THE PROBLEM: Restate the whole of the data below word for word, skipping the images.

PROVIDED MATERIAL:
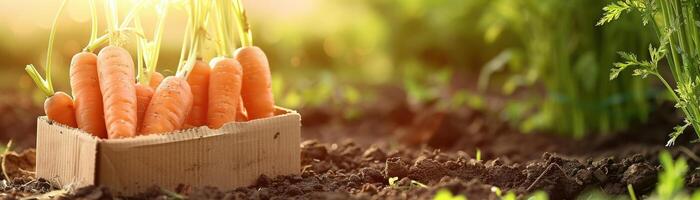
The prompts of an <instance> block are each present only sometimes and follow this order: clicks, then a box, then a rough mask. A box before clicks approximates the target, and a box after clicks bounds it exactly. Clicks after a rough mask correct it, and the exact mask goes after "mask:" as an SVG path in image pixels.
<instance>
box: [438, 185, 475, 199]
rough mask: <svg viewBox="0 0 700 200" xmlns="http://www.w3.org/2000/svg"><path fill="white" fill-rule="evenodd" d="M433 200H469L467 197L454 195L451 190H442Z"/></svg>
mask: <svg viewBox="0 0 700 200" xmlns="http://www.w3.org/2000/svg"><path fill="white" fill-rule="evenodd" d="M433 200H467V197H466V196H464V195H462V194H459V195H454V194H452V192H450V190H448V189H445V188H442V189H440V190H438V191H437V193H435V196H434V197H433Z"/></svg>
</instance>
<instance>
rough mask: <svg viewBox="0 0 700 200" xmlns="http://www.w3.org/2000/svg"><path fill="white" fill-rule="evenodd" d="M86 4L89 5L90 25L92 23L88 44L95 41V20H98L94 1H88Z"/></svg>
mask: <svg viewBox="0 0 700 200" xmlns="http://www.w3.org/2000/svg"><path fill="white" fill-rule="evenodd" d="M88 3H89V4H90V18H91V23H92V27H91V30H90V41H89V42H88V44H90V43H92V42H93V41H95V40H96V39H97V26H98V24H97V23H98V22H97V20H98V19H97V4H96V3H95V0H90V1H88Z"/></svg>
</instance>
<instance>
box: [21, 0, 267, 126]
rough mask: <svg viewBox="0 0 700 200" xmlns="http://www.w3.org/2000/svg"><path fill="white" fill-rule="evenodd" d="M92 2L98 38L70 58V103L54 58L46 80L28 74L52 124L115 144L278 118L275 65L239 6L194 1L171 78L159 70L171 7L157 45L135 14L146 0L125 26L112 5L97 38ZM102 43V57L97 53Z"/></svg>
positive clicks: (160, 18) (33, 68)
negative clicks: (253, 34)
mask: <svg viewBox="0 0 700 200" xmlns="http://www.w3.org/2000/svg"><path fill="white" fill-rule="evenodd" d="M89 2H90V7H91V14H92V34H91V35H90V41H89V42H88V45H87V46H86V47H85V49H84V51H83V52H79V53H77V54H75V56H73V59H72V60H71V64H70V86H71V89H72V97H71V96H70V95H68V94H66V93H63V92H54V89H53V85H52V83H51V70H50V69H51V60H50V59H48V58H47V63H46V68H45V77H46V79H44V78H43V77H41V75H39V73H38V72H37V70H36V69H35V68H34V66H33V65H28V66H27V68H26V70H27V72H28V73H29V75H30V76H31V77H32V79H33V80H34V81H35V83H36V84H37V86H38V87H39V88H40V90H41V91H43V92H44V93H45V94H46V96H47V97H48V98H47V100H46V102H45V112H46V114H47V117H48V119H49V120H51V121H54V122H57V123H60V124H64V125H67V126H70V127H74V128H79V129H82V130H84V131H86V132H88V133H91V134H92V135H94V136H96V137H100V138H110V139H112V138H128V137H134V136H137V135H147V134H164V133H171V132H174V131H177V130H182V129H186V128H194V127H200V126H208V127H209V128H213V129H218V128H221V127H222V126H224V125H225V124H227V123H232V122H236V121H247V120H254V119H261V118H267V117H271V116H274V111H275V107H274V100H273V95H272V92H271V88H270V86H271V78H270V67H269V63H268V60H267V58H266V56H265V53H264V52H263V51H262V50H261V49H260V48H258V47H255V46H253V45H252V37H251V35H252V34H251V32H250V28H249V25H248V23H247V19H246V15H245V10H244V9H243V6H242V4H241V2H240V0H213V1H212V0H192V1H189V3H188V4H187V6H186V11H187V13H188V15H189V17H188V23H187V28H186V33H185V39H184V41H183V48H182V53H181V56H180V63H179V64H178V67H177V68H178V69H177V72H176V74H175V75H173V76H167V77H163V75H162V74H160V73H158V72H157V71H156V66H157V63H158V57H159V52H160V43H161V41H162V37H163V27H164V24H165V23H164V22H165V17H166V15H167V12H168V6H169V5H168V4H169V3H168V1H161V2H160V4H158V5H157V6H159V8H158V9H157V10H158V11H159V14H160V15H159V18H158V20H157V23H156V28H155V31H154V33H153V38H152V40H149V39H147V36H146V35H147V34H146V33H144V31H143V28H142V24H141V20H140V18H139V16H138V14H137V13H138V12H139V10H141V9H142V8H143V7H145V5H144V3H143V2H145V1H142V2H140V3H137V5H136V6H134V8H132V10H131V11H130V12H129V14H128V15H126V16H125V18H124V20H123V22H122V23H121V24H119V23H118V16H117V11H116V9H117V7H116V5H115V4H116V3H115V1H114V0H107V3H106V4H105V5H106V7H105V13H106V14H107V17H106V19H107V26H106V27H107V33H106V34H105V35H103V36H101V37H97V32H98V31H97V27H98V25H97V8H96V6H95V5H96V4H95V2H94V0H90V1H89ZM65 4H66V3H65V1H64V2H63V4H62V5H61V7H60V8H59V13H58V14H57V15H56V18H55V19H54V24H53V27H52V30H51V34H50V38H49V47H48V48H49V52H48V54H47V55H48V57H49V58H50V55H51V49H52V48H53V42H54V35H55V31H56V21H57V19H58V17H59V15H60V13H61V11H62V10H63V8H64V7H65ZM132 22H133V27H131V26H132ZM212 22H213V23H212ZM234 24H236V25H235V26H236V27H237V28H234ZM210 28H212V29H213V31H209V30H210ZM234 29H237V31H235V30H234ZM236 32H237V33H238V34H236ZM210 33H214V34H213V35H215V37H210V36H211V35H210ZM131 36H135V38H136V40H135V41H136V45H135V46H136V56H135V58H136V62H134V60H133V59H134V57H132V54H131V53H130V52H129V51H128V50H127V49H125V48H123V47H122V45H123V44H124V43H125V42H126V41H127V39H128V38H130V37H131ZM236 37H238V38H240V43H241V47H240V48H237V47H236V45H235V43H236V40H235V39H234V38H236ZM103 45H104V47H102V48H101V50H100V51H99V53H97V54H95V53H92V52H93V51H95V50H97V49H99V47H100V46H103ZM206 45H214V46H215V48H214V49H216V56H215V57H214V58H210V59H209V62H207V61H206V59H205V58H204V57H205V55H203V53H202V52H203V49H204V47H205V46H206ZM135 68H136V69H135Z"/></svg>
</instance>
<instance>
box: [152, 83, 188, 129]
mask: <svg viewBox="0 0 700 200" xmlns="http://www.w3.org/2000/svg"><path fill="white" fill-rule="evenodd" d="M192 101H193V100H192V90H191V88H190V86H189V84H187V81H186V80H185V78H183V77H179V76H170V77H167V78H165V79H163V82H162V83H161V84H160V86H158V88H157V89H156V91H155V93H154V94H153V98H151V103H150V104H149V105H148V108H147V109H146V113H145V114H144V117H143V127H141V134H156V133H166V132H171V131H175V130H178V129H180V128H181V127H182V126H183V125H184V123H185V118H186V117H187V114H188V112H189V111H190V109H192Z"/></svg>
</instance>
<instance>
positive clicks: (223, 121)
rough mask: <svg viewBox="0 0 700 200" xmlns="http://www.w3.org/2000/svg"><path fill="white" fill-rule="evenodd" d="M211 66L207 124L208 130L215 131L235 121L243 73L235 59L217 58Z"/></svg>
mask: <svg viewBox="0 0 700 200" xmlns="http://www.w3.org/2000/svg"><path fill="white" fill-rule="evenodd" d="M212 64H213V66H214V68H213V69H212V70H211V75H210V77H209V112H208V113H207V122H208V125H209V127H210V128H214V129H217V128H221V126H223V125H224V124H226V123H229V122H233V121H236V108H237V107H238V104H239V100H240V94H241V84H242V80H241V79H242V76H243V72H242V67H241V64H239V63H238V61H236V60H235V59H231V58H219V59H215V60H212Z"/></svg>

TASK SOLUTION:
The prompts of an <instance> block are each present only sometimes and follow this order: clicks, then a box, then a rough mask. A box before clicks approximates the target, and a box after clicks bounds it exactly. Clicks after a rough mask correct it, and the exact mask goes after "mask:" as an SVG path in image pixels.
<instance>
box: [438, 185, 475, 199]
rough mask: <svg viewBox="0 0 700 200" xmlns="http://www.w3.org/2000/svg"><path fill="white" fill-rule="evenodd" d="M433 200H469L467 197L454 195L451 190H442Z"/></svg>
mask: <svg viewBox="0 0 700 200" xmlns="http://www.w3.org/2000/svg"><path fill="white" fill-rule="evenodd" d="M433 200H467V197H466V196H464V195H462V194H459V195H454V194H452V192H450V190H448V189H445V188H442V189H440V190H438V191H437V193H435V196H434V197H433Z"/></svg>
</instance>
<instance>
rough mask: <svg viewBox="0 0 700 200" xmlns="http://www.w3.org/2000/svg"><path fill="white" fill-rule="evenodd" d="M86 4L89 5L90 25L92 23L88 44L95 41V20H98L94 1H88Z"/></svg>
mask: <svg viewBox="0 0 700 200" xmlns="http://www.w3.org/2000/svg"><path fill="white" fill-rule="evenodd" d="M88 3H89V4H90V18H91V23H92V27H91V30H90V41H89V42H88V44H90V43H92V42H93V41H95V40H96V39H97V26H98V24H97V23H98V22H97V20H98V19H97V4H96V3H95V0H90V1H88Z"/></svg>
</instance>
<instance>
box: [21, 0, 267, 126]
rough mask: <svg viewBox="0 0 700 200" xmlns="http://www.w3.org/2000/svg"><path fill="white" fill-rule="evenodd" d="M92 2L98 38L70 58V103L54 58L46 80L28 74L52 124L115 144L278 118L275 65L239 6L194 1L171 78L159 70L171 7L157 45L135 14L146 0L125 26L112 5L97 38ZM102 43V57L97 53Z"/></svg>
positive clicks: (160, 18) (33, 68)
negative clicks: (253, 34)
mask: <svg viewBox="0 0 700 200" xmlns="http://www.w3.org/2000/svg"><path fill="white" fill-rule="evenodd" d="M89 2H90V7H91V14H92V34H91V35H90V41H89V42H88V45H87V46H86V47H85V49H84V51H83V52H79V53H77V54H75V56H73V59H72V60H71V64H70V86H71V89H72V97H71V96H70V95H68V94H66V93H63V92H54V89H53V85H52V83H51V70H50V69H51V60H50V59H48V58H47V63H46V68H45V77H46V79H44V78H43V77H41V75H39V73H38V72H37V70H36V69H35V68H34V66H33V65H28V66H27V68H26V70H27V72H28V73H29V75H30V76H31V77H32V79H33V80H34V81H35V83H36V84H37V86H38V87H39V88H40V90H41V91H43V92H44V93H45V94H46V96H47V97H48V98H47V100H46V102H45V112H46V114H47V117H48V119H49V120H51V121H54V122H57V123H60V124H64V125H67V126H70V127H74V128H79V129H82V130H84V131H86V132H88V133H91V134H92V135H94V136H96V137H100V138H110V139H112V138H128V137H134V136H137V135H147V134H164V133H171V132H174V131H177V130H182V129H186V128H194V127H200V126H208V127H209V128H213V129H218V128H221V127H222V126H224V125H225V124H227V123H232V122H236V121H247V120H254V119H261V118H267V117H271V116H274V111H275V107H274V100H273V95H272V92H271V88H270V86H271V78H270V67H269V63H268V60H267V58H266V56H265V53H264V52H263V51H262V50H261V49H260V48H258V47H255V46H253V45H252V37H251V35H252V34H251V32H250V28H249V25H248V23H247V19H246V15H245V10H244V9H243V6H242V4H241V2H240V0H213V1H212V0H192V1H189V3H188V4H187V6H186V11H187V13H188V15H189V17H188V23H187V28H186V33H185V39H184V41H183V48H182V53H181V56H180V63H179V64H178V67H177V68H178V69H177V72H176V74H175V75H173V76H167V77H163V75H162V74H160V73H158V72H157V71H156V66H157V63H158V57H159V52H160V43H161V41H162V37H163V27H164V24H165V23H164V22H165V17H166V15H167V12H168V6H169V5H168V4H169V3H168V1H161V2H160V4H158V5H157V6H159V8H158V9H157V10H158V11H159V14H160V15H159V18H158V20H157V23H156V28H155V31H154V33H153V38H152V40H149V39H147V36H146V35H147V34H146V33H144V31H143V28H142V24H141V20H140V18H139V16H138V14H137V13H138V12H139V10H141V9H142V8H143V7H145V5H144V3H143V2H145V1H142V2H140V3H137V5H136V6H134V8H132V10H131V11H130V12H129V14H128V15H126V16H125V18H124V20H123V22H122V23H121V24H119V23H118V16H117V11H116V9H117V7H116V5H115V4H116V3H115V1H114V0H107V3H106V4H105V5H106V7H105V13H106V14H107V17H106V19H107V26H106V27H107V33H106V34H105V35H103V36H101V37H97V32H98V31H97V27H98V25H97V8H96V6H95V5H96V4H95V2H94V0H90V1H89ZM65 4H66V3H65V1H64V2H63V4H62V5H61V7H60V8H59V13H58V14H57V15H56V18H55V19H54V24H53V27H52V30H51V34H50V38H49V47H48V48H49V52H48V54H47V55H48V57H49V58H50V55H51V49H52V48H53V42H54V35H55V31H56V21H57V19H58V17H59V15H60V13H61V11H62V10H63V8H64V7H65ZM132 22H133V27H131V26H132ZM212 22H213V23H212ZM234 24H236V25H235V26H236V27H237V28H234ZM210 28H212V29H213V31H209V30H210ZM234 29H237V31H235V30H234ZM236 32H237V33H238V34H236ZM210 33H214V34H213V35H215V37H210V36H211V35H210ZM131 36H135V38H136V40H135V41H136V45H135V46H136V56H135V58H136V62H134V60H133V59H134V57H132V54H131V53H130V52H129V51H128V50H127V49H125V48H123V47H122V45H123V44H124V43H125V42H126V41H127V39H128V38H130V37H131ZM236 37H238V38H240V43H241V47H240V48H237V47H236V45H235V43H236V40H235V39H234V38H236ZM103 45H104V47H102V48H101V50H100V51H99V53H97V54H95V53H92V52H93V51H95V50H97V49H99V47H100V46H103ZM206 45H214V46H215V48H214V49H216V56H215V57H214V58H210V59H209V62H207V61H206V59H205V58H204V57H205V55H203V53H202V52H203V49H204V47H205V46H206ZM135 68H136V69H135Z"/></svg>
</instance>
<instance>
box: [152, 83, 188, 129]
mask: <svg viewBox="0 0 700 200" xmlns="http://www.w3.org/2000/svg"><path fill="white" fill-rule="evenodd" d="M192 101H193V100H192V90H191V88H190V86H189V84H187V81H186V80H185V78H183V77H179V76H170V77H167V78H165V79H163V82H162V83H161V84H160V86H158V88H157V89H156V91H155V93H154V94H153V98H151V103H150V104H149V105H148V108H147V109H146V113H145V114H144V117H143V127H141V134H156V133H166V132H171V131H175V130H178V129H180V128H181V127H182V126H183V125H184V123H185V118H186V117H187V114H188V112H189V111H190V109H192Z"/></svg>
</instance>
<instance>
positive clicks: (223, 121)
rough mask: <svg viewBox="0 0 700 200" xmlns="http://www.w3.org/2000/svg"><path fill="white" fill-rule="evenodd" d="M211 66L207 124L208 130L215 131L235 121L243 73L235 59L217 58Z"/></svg>
mask: <svg viewBox="0 0 700 200" xmlns="http://www.w3.org/2000/svg"><path fill="white" fill-rule="evenodd" d="M212 64H213V66H214V68H213V69H212V70H211V75H210V77H209V112H208V113H207V122H208V125H209V127H210V128H214V129H217V128H221V126H223V125H224V124H226V123H229V122H233V121H236V108H237V107H238V104H239V100H240V94H241V84H242V80H241V79H242V76H243V72H242V67H241V64H239V63H238V61H236V60H235V59H231V58H219V59H215V60H212Z"/></svg>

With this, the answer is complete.